Turn every line of the data below into a Markdown table with the columns "No." and "Line," numbering the rows in order and skipping blank lines. Leave the pictures out of the table.

Pointing data
<<<<

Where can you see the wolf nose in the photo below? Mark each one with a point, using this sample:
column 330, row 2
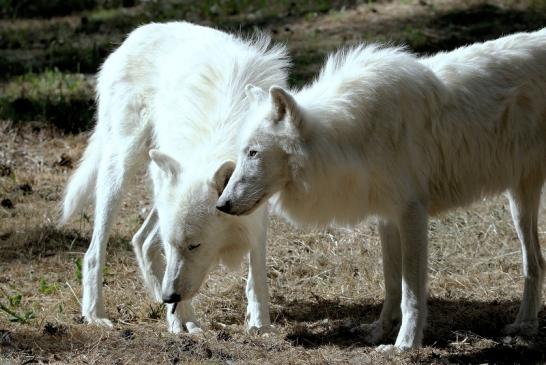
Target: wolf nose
column 171, row 298
column 224, row 207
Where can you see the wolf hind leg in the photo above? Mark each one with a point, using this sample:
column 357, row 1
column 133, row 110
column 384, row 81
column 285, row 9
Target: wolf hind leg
column 524, row 206
column 118, row 164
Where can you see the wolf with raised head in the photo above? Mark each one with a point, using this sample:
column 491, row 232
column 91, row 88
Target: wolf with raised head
column 172, row 97
column 382, row 132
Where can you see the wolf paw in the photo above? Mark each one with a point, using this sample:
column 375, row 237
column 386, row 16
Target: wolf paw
column 390, row 350
column 98, row 321
column 373, row 333
column 193, row 328
column 523, row 328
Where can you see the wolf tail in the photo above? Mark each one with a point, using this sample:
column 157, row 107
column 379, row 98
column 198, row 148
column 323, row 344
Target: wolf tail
column 81, row 186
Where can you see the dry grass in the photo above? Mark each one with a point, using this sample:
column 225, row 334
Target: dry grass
column 322, row 283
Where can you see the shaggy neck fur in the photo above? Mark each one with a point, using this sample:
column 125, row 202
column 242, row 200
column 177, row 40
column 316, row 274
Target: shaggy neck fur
column 381, row 128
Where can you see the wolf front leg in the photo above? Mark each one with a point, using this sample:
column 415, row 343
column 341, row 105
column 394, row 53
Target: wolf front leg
column 392, row 271
column 147, row 247
column 257, row 293
column 524, row 205
column 412, row 225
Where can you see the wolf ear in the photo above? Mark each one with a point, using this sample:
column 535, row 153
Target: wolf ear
column 254, row 93
column 284, row 103
column 222, row 175
column 166, row 163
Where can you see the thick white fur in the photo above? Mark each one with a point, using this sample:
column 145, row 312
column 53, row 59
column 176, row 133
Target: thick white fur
column 382, row 132
column 177, row 88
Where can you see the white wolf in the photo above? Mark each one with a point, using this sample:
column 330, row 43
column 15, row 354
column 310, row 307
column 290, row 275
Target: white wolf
column 384, row 133
column 174, row 93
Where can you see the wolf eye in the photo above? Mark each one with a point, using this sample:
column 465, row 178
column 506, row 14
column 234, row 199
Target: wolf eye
column 252, row 153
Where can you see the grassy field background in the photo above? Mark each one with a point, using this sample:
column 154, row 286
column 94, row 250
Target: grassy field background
column 322, row 283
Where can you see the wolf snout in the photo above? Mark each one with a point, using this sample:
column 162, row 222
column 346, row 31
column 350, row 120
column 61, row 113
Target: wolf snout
column 224, row 206
column 171, row 298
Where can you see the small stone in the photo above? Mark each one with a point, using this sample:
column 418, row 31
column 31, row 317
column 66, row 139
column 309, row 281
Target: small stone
column 7, row 203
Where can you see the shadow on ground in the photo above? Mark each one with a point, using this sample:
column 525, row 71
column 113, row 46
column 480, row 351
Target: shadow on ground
column 453, row 326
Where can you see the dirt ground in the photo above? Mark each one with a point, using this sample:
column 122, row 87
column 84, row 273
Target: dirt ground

>>>>

- The response -
| No. | Line |
|---|---|
| 1 | Where can you see the wolf nose in the photo below? Mark each one with a point, using this sample: |
| 2 | column 330, row 2 |
| 3 | Target: wolf nose |
| 4 | column 171, row 298 |
| 5 | column 224, row 207 |
| 6 | Where can you see the wolf hind leg in the photo above? Mark each one with a point, using this sample: |
| 7 | column 357, row 1 |
| 8 | column 133, row 110 |
| 9 | column 384, row 81 |
| 10 | column 285, row 9 |
| 11 | Target: wolf hind leg |
| 12 | column 524, row 206 |
| 13 | column 118, row 164 |
| 14 | Where can you see the wolf with raised head in the photo above? Mark each one with a point, using this sample: |
| 15 | column 491, row 232 |
| 16 | column 91, row 88 |
| 17 | Target: wolf with raised head |
| 18 | column 172, row 97 |
| 19 | column 382, row 132 |
| 20 | Where can you see the wolf paw in the photo above? Mark each one with a point, using this sample: |
| 21 | column 375, row 237 |
| 22 | column 386, row 16 |
| 23 | Target: wolf paw |
| 24 | column 390, row 350 |
| 25 | column 98, row 321 |
| 26 | column 373, row 333 |
| 27 | column 193, row 328 |
| 28 | column 523, row 328 |
| 29 | Where can you see the wolf tail in the photo above? Mark each one with a point, using this sample: |
| 30 | column 157, row 107 |
| 31 | column 379, row 98 |
| 32 | column 198, row 148 |
| 33 | column 323, row 344 |
| 34 | Target: wolf tail |
| 35 | column 81, row 186 |
| 36 | Where can you see the dry grass in the photo above? Mark each one with a point, using this sample: |
| 37 | column 225, row 334 |
| 38 | Target: dry grass |
| 39 | column 322, row 283 |
| 40 | Where can you see the shaggy neck fur in the photo above? Mark each one with a point, using this sample: |
| 41 | column 125, row 202 |
| 42 | column 242, row 200 |
| 43 | column 177, row 40 |
| 44 | column 316, row 274 |
| 45 | Target: shaggy neck fur |
| 46 | column 381, row 128 |
| 47 | Where can you see the wolf front leg in the photo above? Mark each one with a point, using this sample: |
| 48 | column 415, row 343 |
| 49 | column 341, row 105 |
| 50 | column 394, row 53 |
| 51 | Target: wolf front leg |
| 52 | column 392, row 271 |
| 53 | column 147, row 247 |
| 54 | column 257, row 293 |
| 55 | column 524, row 205 |
| 56 | column 412, row 225 |
| 57 | Where can you see the wolf ear in the photo above? Mark each one with a point, using this sample: |
| 58 | column 535, row 153 |
| 59 | Target: wolf ear |
| 60 | column 254, row 93 |
| 61 | column 284, row 103 |
| 62 | column 222, row 175 |
| 63 | column 166, row 163 |
| 64 | Where can you see the thick white fur in the photo above? Mark each one with a point, using this sample: |
| 65 | column 145, row 312 |
| 66 | column 53, row 59 |
| 67 | column 176, row 133 |
| 68 | Target: thick white fur |
| 69 | column 382, row 132 |
| 70 | column 177, row 88 |
| 71 | Where can you see the white wolf in the photo above? Mark each one with a point, using this sample: |
| 72 | column 330, row 43 |
| 73 | column 15, row 354 |
| 74 | column 310, row 307 |
| 75 | column 290, row 275 |
| 76 | Target: white wolf |
| 77 | column 384, row 133 |
| 78 | column 174, row 93 |
| 79 | Where can you see the wolf eye in the photo above? Mark each one with a point, using this sample: |
| 80 | column 465, row 178 |
| 81 | column 506, row 14 |
| 82 | column 234, row 199 |
| 83 | Target: wolf eye |
| 84 | column 252, row 153 |
| 85 | Where can you see the grassy field background in the photo above? Mark each one with a point, using this sample: |
| 86 | column 154, row 286 |
| 87 | column 94, row 250 |
| 88 | Target: grassy field background |
| 89 | column 322, row 283 |
| 90 | Where can you see the wolf snout in the photo above? Mark each one with a point, using this sample: |
| 91 | column 162, row 222 |
| 92 | column 346, row 31 |
| 93 | column 350, row 120 |
| 94 | column 61, row 113 |
| 95 | Target: wolf snout |
| 96 | column 224, row 206 |
| 97 | column 171, row 298 |
| 98 | Where can you see the small stone in the photo above? Mark each one with a point, using this sample: |
| 99 | column 418, row 31 |
| 100 | column 31, row 317 |
| 101 | column 66, row 139 |
| 102 | column 309, row 281 |
| 103 | Target: small stone |
| 104 | column 7, row 203 |
| 105 | Where can you see the shadow on ground in the photo above? Mark each one with a point, using this sample: |
| 106 | column 525, row 71 |
| 107 | column 113, row 46 |
| 108 | column 480, row 351 |
| 109 | Target: shadow on ground |
| 110 | column 453, row 326 |
| 111 | Where can you see the dirt ground in the photo above? Mark each one with a point, using this sample: |
| 112 | column 122, row 87 |
| 113 | column 84, row 273 |
| 114 | Target: dirt ground |